WHAT THIS TASK INVOLVES:
Copy out the entries below from the line with "Locate one point per instance of the forest" to the line with "[(843, 655)]", swapping "riverbed" for "stream bed" and leaving everything else unchanged. Return only those lines.

________________________

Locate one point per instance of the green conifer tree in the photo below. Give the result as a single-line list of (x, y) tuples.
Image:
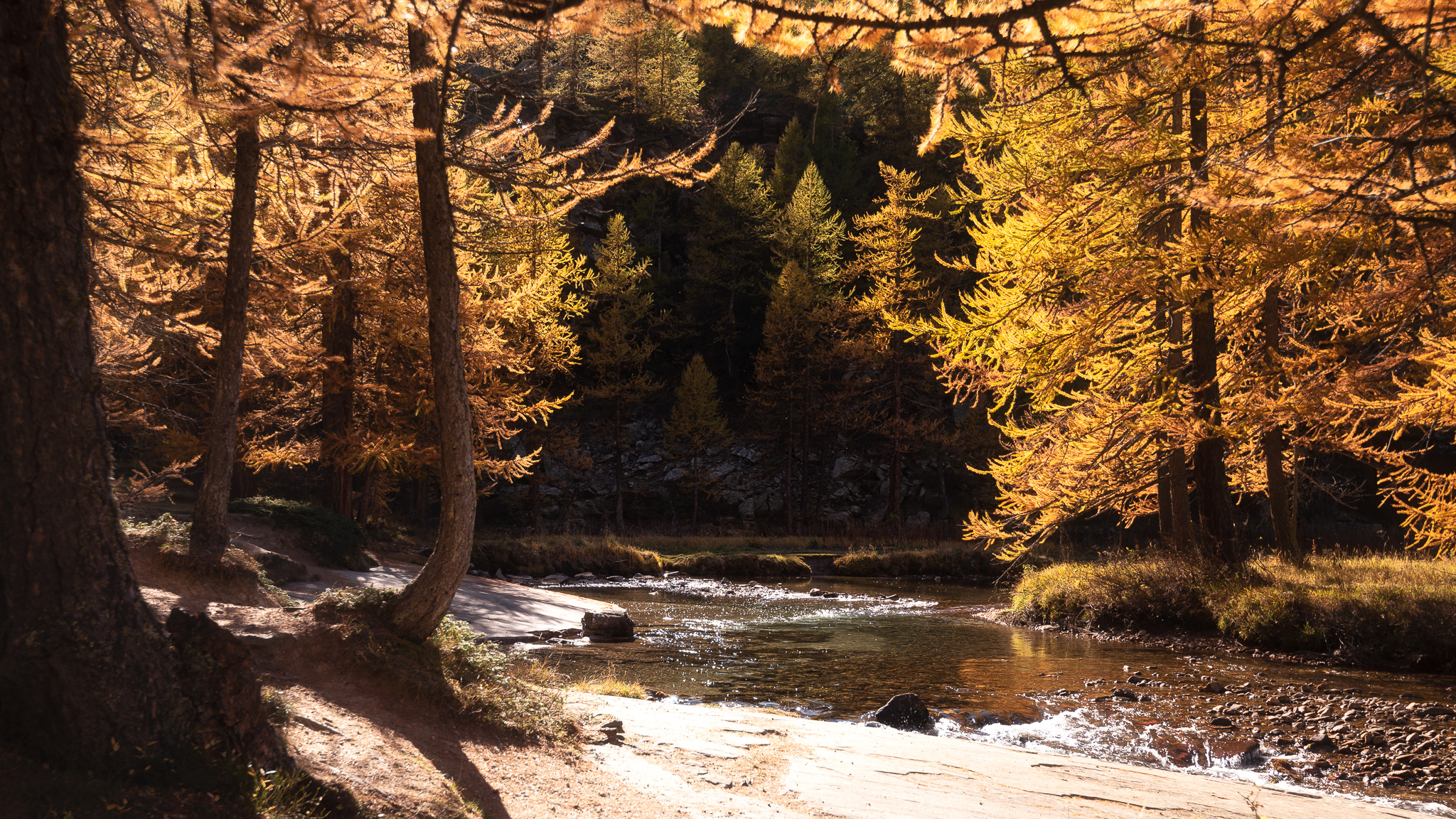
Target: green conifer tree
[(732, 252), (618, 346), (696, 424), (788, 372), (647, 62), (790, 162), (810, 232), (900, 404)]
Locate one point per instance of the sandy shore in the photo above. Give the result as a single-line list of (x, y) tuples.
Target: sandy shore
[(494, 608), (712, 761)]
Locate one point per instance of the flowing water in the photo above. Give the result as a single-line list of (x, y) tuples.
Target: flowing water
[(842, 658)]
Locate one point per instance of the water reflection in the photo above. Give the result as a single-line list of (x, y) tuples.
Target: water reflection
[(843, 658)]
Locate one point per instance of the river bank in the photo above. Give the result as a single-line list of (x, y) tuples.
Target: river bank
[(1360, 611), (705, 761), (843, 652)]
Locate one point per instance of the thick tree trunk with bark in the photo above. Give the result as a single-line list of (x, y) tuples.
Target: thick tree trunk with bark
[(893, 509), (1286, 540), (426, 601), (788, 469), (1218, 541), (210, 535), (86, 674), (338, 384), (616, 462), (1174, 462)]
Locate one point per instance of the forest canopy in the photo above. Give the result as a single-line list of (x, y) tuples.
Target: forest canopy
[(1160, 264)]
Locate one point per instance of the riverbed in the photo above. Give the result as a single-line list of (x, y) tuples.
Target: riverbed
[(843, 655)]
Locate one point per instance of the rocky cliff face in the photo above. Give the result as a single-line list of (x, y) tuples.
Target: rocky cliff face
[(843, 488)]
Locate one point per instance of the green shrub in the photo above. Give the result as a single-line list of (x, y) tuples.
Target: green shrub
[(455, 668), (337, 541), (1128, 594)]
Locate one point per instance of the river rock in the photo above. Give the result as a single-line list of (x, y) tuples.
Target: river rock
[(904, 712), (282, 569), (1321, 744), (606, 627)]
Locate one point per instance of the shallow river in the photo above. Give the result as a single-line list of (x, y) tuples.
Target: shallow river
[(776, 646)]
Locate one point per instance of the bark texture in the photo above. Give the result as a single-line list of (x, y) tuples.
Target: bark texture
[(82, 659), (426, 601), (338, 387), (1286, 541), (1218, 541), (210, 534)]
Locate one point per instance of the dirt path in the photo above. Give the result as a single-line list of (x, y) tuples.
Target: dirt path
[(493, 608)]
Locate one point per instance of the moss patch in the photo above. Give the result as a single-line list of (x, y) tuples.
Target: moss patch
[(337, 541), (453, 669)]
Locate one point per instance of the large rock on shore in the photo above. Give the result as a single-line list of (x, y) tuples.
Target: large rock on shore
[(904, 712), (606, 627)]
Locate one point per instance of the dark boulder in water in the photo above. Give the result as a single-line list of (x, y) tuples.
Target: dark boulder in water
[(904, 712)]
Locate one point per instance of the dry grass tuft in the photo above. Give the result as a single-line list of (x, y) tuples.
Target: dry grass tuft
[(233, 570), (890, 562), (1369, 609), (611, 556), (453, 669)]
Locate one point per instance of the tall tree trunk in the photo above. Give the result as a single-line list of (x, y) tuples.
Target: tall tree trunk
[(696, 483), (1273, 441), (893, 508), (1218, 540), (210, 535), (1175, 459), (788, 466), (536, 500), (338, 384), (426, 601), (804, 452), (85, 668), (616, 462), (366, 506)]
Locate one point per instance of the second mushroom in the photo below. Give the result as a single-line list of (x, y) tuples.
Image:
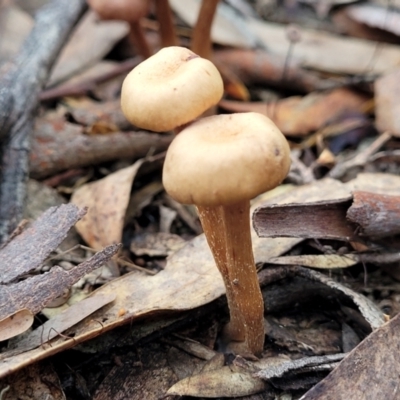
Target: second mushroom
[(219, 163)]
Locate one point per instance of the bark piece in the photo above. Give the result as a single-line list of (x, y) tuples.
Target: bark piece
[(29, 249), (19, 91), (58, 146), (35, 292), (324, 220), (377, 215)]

________________________

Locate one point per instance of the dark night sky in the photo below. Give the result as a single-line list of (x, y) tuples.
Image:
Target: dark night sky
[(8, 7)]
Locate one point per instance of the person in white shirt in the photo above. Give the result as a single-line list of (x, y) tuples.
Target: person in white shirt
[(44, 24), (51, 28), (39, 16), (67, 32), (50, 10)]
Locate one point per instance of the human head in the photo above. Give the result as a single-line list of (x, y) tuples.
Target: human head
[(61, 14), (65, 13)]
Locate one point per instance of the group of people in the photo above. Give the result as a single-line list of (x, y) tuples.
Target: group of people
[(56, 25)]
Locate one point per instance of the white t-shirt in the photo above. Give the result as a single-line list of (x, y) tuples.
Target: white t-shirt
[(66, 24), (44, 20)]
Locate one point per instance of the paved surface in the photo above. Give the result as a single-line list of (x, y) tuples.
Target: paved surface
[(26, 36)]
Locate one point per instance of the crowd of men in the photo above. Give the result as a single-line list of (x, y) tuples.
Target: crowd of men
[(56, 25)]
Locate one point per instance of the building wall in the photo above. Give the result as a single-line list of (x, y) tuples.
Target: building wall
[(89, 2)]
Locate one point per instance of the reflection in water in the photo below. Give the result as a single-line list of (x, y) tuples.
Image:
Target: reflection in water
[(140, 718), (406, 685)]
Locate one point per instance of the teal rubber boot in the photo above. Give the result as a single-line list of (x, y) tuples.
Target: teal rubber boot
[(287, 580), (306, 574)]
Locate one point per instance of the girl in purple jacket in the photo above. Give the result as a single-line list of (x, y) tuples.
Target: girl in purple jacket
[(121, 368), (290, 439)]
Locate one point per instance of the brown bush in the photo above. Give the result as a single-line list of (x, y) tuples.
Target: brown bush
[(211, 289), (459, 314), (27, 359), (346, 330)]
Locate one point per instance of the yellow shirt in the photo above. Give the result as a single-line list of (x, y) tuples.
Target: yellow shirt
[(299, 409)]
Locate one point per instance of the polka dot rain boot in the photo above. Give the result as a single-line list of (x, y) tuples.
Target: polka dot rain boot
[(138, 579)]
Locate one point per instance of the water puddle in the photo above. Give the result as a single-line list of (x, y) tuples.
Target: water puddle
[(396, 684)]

________________________

WRITTEN RESPONSE:
Locate one point per instance of the forest canopy in the photo above. Give the result as a single-line list of (x, y) tuples.
Target: forest canopy
[(1160, 264)]
Locate one point per instance of the stream bed in the photo above. Give the result as a single-line list of (x, y) tuples.
Target: stream bed
[(843, 655)]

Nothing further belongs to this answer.